===== Extract
When most people buy insurance, they compare premiums, riders and bonuses and then sign on the dotted line. What they rarely check is the strength and behaviour of the insurer itself. That part is buried in IRDAI disclosures and annual reports, but it matters just as much as the brochure. A handful of key ratios can tell you whether a company pays claims on time, is financially sound and sells policies that customers actually keep.
Claim settlement ratio
This is the starting point for any comparison. It shows what percentage of claims the insurer has paid in a given year. The higher this number, the more likely your family’s claim will be honoured without drama. For life insurance, anything upwards of roughly 95 per cent is generally reassuring, but do not look at just one year. For health and general insurance, track the pattern over at least three to five years rather than chasing one impressive figure.
Claim repudiation and pending ratios
Repudiation is the polite word for “rejected claims”. If this ratio is high, it could mean very strict documentation demands, confusing exclusions or weak hand-holding at the claims stage. The pending ratio shows how many claims are still under process. A large backlog hints at slow systems, understaffing or disputes that drag on. Together, these two ratios give you a feel for how painful (or smooth) the claims journey is likely to be.
Solvency ratio
Solvency is about survival. IRDAI requires every insurer to maintain a minimum solvency ratio of 1.5, which means it must have assets at least one and a half times its liabilities. A company that only hugs the minimum buffer may be more vulnerable to shocks. A comfortably higher solvency ratio suggests stronger reserves and a better ability to honour long-term promises, which is crucial for life policies that can run for 20 or 30 years.
==========
===== Provided records
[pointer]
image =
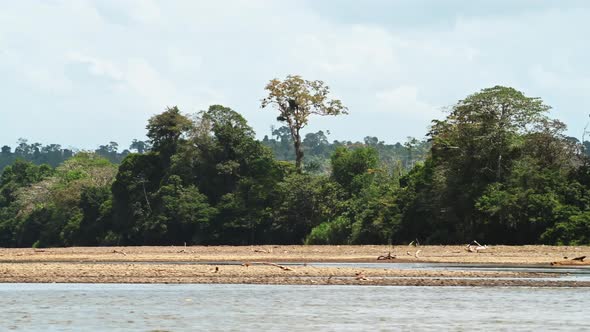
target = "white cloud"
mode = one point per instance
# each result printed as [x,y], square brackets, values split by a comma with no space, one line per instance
[140,56]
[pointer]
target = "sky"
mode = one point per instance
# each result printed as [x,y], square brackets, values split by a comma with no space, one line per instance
[82,73]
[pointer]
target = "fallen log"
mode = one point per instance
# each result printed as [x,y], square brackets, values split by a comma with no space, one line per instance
[574,261]
[119,252]
[386,257]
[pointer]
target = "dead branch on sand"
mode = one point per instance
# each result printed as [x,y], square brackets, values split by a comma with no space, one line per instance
[386,257]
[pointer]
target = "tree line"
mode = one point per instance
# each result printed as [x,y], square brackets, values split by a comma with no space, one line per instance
[498,169]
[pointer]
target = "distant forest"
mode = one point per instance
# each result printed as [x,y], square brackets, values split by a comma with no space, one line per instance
[318,149]
[497,170]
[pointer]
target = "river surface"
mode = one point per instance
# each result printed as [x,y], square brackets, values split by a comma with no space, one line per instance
[197,307]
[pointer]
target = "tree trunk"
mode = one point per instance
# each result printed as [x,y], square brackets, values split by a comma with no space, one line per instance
[298,152]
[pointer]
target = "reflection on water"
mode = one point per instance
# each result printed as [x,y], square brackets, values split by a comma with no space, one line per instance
[108,307]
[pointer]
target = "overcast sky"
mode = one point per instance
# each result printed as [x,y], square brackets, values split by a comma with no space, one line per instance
[83,73]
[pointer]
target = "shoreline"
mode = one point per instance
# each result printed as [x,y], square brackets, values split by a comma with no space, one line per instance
[259,265]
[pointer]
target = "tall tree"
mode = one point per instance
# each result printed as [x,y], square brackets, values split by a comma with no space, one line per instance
[297,99]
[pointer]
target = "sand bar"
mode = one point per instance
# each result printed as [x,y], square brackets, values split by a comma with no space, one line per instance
[223,264]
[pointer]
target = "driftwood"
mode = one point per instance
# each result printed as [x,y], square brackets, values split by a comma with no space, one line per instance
[360,276]
[573,261]
[119,252]
[475,247]
[386,257]
[282,267]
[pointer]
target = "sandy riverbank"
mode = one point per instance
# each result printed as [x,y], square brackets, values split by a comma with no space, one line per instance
[210,265]
[434,254]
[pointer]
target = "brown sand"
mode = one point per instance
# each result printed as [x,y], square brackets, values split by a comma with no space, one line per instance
[209,265]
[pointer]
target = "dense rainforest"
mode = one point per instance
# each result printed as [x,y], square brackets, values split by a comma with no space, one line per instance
[497,169]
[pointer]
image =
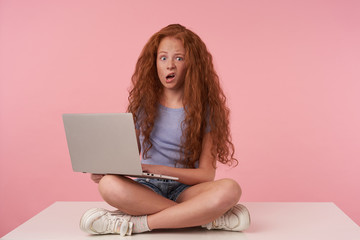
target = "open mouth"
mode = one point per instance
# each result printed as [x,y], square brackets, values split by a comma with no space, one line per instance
[170,77]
==========
Your task
Extract the part of the insurer ratios article from "Claim settlement ratio" up to and including "one impressive figure.", copied word for word.

Written answer
Claim settlement ratio
This is the starting point for any comparison. It shows what percentage of claims the insurer has paid in a given year. The higher this number, the more likely your family’s claim will be honoured without drama. For life insurance, anything upwards of roughly 95 per cent is generally reassuring, but do not look at just one year. For health and general insurance, track the pattern over at least three to five years rather than chasing one impressive figure.